====== Belge

Aile mahkemelerinde son durum: Dosya çok, psikolog ve pedagog atamaları yapılmadı, yargıçlar boşamak istemiyor
Yenilenen Medeni Kanun'la birlikte kurulan ve aile birliğini korumayı amaçlayan
'aile mahkemeleri' boşanmayı içinden çıkılmaz hale getirebiliyor. Mahkemelerin
kadrosunda olması gereken psikolog, pedagog gibi uzmanların ataması yapılmadığı
için çiftler özel muayenehanelere yönlendiriliyor. Masrafı davayı açan yüklendiği
için parası olmayanlar boşanmaktan vazgeçiyor. Kurulur kurulmaz aşırı iş yüküyle
karşı karşıya kalan mahkemelerde dava süresi ortalama üç ay. Boşanma sayısındaki
artışın her yıl katlandığını gösteren istatistikler gelecekte tablonun daha
vahim hale geleceğinin habercisi.
2003 yılının Ocak ayında yürürlüğe giren 'Aile Mahkemeleri Yasası'yla birlikte
boşanmanın usulü değişirken, boşanma davalarına 'uzman bir mahkemenin' bakacak
olması olumlu bir adım olarak değerlendirildi. Ancak bu beklenen olumlu gelişmeler
adalet bürokrasisinin yavaş işleyen çarklarına takıldı. Sıkıntının en önemli
nedenlerinden biri mahkeme sayısının yetersiz olması. Yasa çıkarken 157 aile
mahkemesi kurulması öngörülüyordu. Kurulan mahkeme sayısı ise 114.
Yük geçmişten devretti
İstanbul'un en geniş görev alanına sahip Eminönü ilçesinde iki aile mahkemesi
var. Daha önce 11 asliye hukuk mahkemesinde görülen yüzlerce dava, 'görevsizlik
kararıyla' bu iki mahkemeye gönderildi. Dosya sayıları bini aşmış durumda. Bakırköy'de
ise dört aile mahkemesi kuruldu. Yüzlerce dosyanın bulunduğu mahkemenin kendisine
ait duruşma salonu yok, davalar hâkim odasında görülüyor. Mahkemelerin kaleminde
çalışanlar, "Eski davalara yenileri eklenince dava sayısı çok arttı. Yükün
altından kalkamıyoruz" diyor.
Yasanın 7. maddesinde hâkimlere tanınan, 'barışa teşvik' yetkisi ise kimi zaman
anlaşmalı boşanmalarda da kullanılıyor.
Bu durumda yaptıkları protokolle hâkimin önüne gelen çiftler, hâkimin 'bir daha
düşünün' demesiyle mahkemeden boşanmadan çıkıyor. Hukukçular mahkemelerin bu
tür kararlar verebildiğini belirterek, "Bu da hâkimin uzman olmamasından
kaynaklanıyor. Yasa yanlış yorumlanabiliyor. Hâkimlerin hizmet içi eğitiminden
geçirilmesi gerekir" diyor.

============
====== Materyal

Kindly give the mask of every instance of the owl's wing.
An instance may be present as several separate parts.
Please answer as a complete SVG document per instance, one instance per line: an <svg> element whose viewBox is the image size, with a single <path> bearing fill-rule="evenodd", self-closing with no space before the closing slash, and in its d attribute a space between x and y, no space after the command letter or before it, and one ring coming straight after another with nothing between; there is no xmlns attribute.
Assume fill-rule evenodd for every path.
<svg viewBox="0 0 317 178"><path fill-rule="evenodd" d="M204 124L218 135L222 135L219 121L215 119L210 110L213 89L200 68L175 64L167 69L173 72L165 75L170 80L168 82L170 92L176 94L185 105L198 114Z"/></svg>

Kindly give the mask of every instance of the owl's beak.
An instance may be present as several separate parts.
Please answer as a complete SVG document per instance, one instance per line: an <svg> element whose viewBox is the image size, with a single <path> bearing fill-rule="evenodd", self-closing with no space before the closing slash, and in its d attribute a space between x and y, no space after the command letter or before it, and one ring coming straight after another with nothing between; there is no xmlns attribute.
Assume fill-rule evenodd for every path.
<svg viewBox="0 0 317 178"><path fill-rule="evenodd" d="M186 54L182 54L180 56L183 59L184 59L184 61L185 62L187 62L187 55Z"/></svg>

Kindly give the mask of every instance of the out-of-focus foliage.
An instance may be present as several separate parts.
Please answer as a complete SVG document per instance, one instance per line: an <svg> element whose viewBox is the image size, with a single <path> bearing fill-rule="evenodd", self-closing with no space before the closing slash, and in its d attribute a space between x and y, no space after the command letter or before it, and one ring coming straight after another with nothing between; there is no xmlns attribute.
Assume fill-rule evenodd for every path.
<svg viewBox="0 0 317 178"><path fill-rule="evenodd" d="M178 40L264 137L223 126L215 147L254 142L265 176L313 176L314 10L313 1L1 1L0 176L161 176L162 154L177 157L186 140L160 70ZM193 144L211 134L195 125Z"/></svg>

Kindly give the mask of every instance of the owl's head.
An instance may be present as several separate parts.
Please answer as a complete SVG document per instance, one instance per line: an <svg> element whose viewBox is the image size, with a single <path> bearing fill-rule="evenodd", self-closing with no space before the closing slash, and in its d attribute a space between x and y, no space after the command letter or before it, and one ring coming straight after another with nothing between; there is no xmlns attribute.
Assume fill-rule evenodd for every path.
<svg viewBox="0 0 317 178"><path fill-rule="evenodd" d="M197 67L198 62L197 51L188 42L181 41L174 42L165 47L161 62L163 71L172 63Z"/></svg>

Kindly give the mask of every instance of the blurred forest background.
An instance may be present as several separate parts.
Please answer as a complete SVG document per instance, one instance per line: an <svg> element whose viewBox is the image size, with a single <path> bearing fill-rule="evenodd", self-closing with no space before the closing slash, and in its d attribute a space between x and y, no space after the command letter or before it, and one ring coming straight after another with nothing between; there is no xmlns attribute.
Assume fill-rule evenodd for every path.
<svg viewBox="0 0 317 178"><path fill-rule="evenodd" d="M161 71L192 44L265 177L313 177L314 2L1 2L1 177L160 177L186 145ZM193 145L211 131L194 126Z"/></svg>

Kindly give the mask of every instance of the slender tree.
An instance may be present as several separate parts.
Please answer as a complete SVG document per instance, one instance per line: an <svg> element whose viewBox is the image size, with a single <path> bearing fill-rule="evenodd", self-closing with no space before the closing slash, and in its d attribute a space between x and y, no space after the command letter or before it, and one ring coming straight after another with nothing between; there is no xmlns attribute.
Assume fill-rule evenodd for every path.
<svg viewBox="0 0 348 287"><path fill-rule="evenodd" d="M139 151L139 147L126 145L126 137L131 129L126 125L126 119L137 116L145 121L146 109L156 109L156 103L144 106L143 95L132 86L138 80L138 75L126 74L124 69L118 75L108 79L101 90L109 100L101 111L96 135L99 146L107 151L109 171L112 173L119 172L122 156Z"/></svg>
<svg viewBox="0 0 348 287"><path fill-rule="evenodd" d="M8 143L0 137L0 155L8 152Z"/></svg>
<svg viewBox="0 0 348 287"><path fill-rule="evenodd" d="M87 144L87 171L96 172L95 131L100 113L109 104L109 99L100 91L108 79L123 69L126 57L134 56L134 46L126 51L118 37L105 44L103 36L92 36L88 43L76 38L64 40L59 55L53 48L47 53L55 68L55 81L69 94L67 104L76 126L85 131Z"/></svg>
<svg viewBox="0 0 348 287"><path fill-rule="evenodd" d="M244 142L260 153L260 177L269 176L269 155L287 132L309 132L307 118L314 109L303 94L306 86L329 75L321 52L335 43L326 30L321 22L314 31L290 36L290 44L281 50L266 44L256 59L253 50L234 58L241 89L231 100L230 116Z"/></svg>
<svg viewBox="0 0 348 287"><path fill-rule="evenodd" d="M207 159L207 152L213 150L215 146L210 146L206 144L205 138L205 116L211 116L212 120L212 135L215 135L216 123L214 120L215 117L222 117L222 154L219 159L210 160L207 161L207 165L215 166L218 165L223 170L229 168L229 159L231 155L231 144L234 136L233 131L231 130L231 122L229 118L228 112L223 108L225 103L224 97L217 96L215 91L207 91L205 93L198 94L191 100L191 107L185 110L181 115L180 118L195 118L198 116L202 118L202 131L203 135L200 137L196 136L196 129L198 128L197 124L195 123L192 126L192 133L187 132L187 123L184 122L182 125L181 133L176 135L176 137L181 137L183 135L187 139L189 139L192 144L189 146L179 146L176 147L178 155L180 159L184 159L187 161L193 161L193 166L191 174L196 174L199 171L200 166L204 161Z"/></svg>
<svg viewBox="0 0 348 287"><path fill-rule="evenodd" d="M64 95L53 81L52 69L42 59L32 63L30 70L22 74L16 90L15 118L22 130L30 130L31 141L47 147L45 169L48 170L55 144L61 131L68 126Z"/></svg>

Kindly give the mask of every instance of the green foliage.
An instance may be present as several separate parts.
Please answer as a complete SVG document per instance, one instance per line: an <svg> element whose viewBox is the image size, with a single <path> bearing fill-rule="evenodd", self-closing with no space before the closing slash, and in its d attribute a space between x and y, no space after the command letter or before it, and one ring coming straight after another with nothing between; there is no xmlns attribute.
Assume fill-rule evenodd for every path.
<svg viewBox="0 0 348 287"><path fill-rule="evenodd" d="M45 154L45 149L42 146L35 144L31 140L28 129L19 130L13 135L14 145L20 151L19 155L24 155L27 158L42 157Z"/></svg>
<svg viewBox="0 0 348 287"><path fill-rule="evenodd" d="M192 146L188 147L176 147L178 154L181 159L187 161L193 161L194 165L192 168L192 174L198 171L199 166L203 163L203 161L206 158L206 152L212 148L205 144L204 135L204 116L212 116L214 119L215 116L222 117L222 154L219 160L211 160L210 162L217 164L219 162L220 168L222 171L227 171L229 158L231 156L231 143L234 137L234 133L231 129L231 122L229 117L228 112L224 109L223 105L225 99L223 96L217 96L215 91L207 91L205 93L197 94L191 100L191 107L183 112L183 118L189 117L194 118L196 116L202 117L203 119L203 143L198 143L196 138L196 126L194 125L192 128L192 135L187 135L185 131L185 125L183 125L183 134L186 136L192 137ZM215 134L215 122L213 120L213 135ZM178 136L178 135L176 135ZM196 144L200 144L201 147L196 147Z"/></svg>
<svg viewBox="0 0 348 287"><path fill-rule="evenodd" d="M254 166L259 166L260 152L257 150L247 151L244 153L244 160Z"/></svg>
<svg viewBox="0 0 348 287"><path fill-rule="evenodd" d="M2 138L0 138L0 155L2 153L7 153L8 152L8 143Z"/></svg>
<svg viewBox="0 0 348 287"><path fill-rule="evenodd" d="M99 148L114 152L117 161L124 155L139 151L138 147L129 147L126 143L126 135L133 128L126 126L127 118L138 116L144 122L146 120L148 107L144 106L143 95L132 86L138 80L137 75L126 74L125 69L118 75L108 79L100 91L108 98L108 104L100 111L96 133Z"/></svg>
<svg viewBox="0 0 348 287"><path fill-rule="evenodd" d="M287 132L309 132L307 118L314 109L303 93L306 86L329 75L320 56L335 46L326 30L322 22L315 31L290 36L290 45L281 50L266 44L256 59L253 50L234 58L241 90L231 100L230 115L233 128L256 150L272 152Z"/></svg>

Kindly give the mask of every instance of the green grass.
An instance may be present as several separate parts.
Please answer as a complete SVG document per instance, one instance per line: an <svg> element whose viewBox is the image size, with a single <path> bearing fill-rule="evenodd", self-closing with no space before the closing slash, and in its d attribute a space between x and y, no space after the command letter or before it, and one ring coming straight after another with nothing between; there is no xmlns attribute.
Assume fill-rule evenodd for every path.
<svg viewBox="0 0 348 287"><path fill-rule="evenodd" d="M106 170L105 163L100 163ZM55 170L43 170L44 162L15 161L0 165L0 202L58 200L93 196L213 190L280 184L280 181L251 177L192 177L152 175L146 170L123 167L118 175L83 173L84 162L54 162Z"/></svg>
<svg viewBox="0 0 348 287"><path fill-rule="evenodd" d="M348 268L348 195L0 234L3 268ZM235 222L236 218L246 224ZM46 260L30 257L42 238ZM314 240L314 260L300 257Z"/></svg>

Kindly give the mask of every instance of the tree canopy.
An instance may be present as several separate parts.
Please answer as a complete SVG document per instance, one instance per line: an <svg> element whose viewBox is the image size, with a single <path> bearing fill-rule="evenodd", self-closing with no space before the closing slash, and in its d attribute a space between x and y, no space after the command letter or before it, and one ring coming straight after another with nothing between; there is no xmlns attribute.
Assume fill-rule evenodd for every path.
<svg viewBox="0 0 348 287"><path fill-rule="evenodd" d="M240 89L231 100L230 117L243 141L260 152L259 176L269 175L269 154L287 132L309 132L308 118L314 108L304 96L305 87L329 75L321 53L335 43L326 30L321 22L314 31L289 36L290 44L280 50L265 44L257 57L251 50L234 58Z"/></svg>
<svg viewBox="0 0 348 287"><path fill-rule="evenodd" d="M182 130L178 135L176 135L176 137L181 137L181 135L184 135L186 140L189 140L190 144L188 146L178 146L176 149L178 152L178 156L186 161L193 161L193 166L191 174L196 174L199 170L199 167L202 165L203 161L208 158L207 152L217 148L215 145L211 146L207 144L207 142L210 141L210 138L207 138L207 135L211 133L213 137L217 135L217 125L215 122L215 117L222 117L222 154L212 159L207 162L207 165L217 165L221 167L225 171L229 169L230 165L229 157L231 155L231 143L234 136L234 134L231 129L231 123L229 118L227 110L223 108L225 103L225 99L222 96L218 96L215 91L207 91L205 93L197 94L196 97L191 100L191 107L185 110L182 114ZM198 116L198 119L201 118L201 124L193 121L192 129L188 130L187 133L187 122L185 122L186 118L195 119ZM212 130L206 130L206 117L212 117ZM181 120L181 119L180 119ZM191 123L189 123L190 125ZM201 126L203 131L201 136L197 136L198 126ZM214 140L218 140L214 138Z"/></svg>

============

▶ _Alıştırma görevleri_
[a] Aile mahkemeleriyle ilgili metne göre yasa çıkarken kaç aile mahkemesi kurulması öngörülüyordu?
[b] Aile mahkemeleriyle ilgili metinden, "Aile mahkemelerinde son" sözcüklerini içeren ifadeyle açılıp "hale geleceğinin habercisi." ile kapanan bölümü hiç değiştirmeden yazın.

▶ _Yanıtlar_
[a] Yasa çıkarken 157 aile mahkemesi kurulması öngörülüyordu.

[b]
Aile mahkemelerinde son durum: Dosya çok, psikolog ve pedagog atamaları yapılmadı, yargıçlar boşamak istemiyor
Yenilenen Medeni Kanun'la birlikte kurulan ve aile birliğini korumayı amaçlayan
'aile mahkemeleri' boşanmayı içinden çıkılmaz hale getirebiliyor. Mahkemelerin
kadrosunda olması gereken psikolog, pedagog gibi uzmanların ataması yapılmadığı
için çiftler özel muayenehanelere yönlendiriliyor. Masrafı davayı açan yüklendiği
için parası olmayanlar boşanmaktan vazgeçiyor. Kurulur kurulmaz aşırı iş yüküyle
karşı karşıya kalan mahkemelerde dava süresi ortalama üç ay. Boşanma sayısındaki
artışın her yıl katlandığını gösteren istatistikler gelecekte tablonun daha
vahim hale geleceğinin habercisi.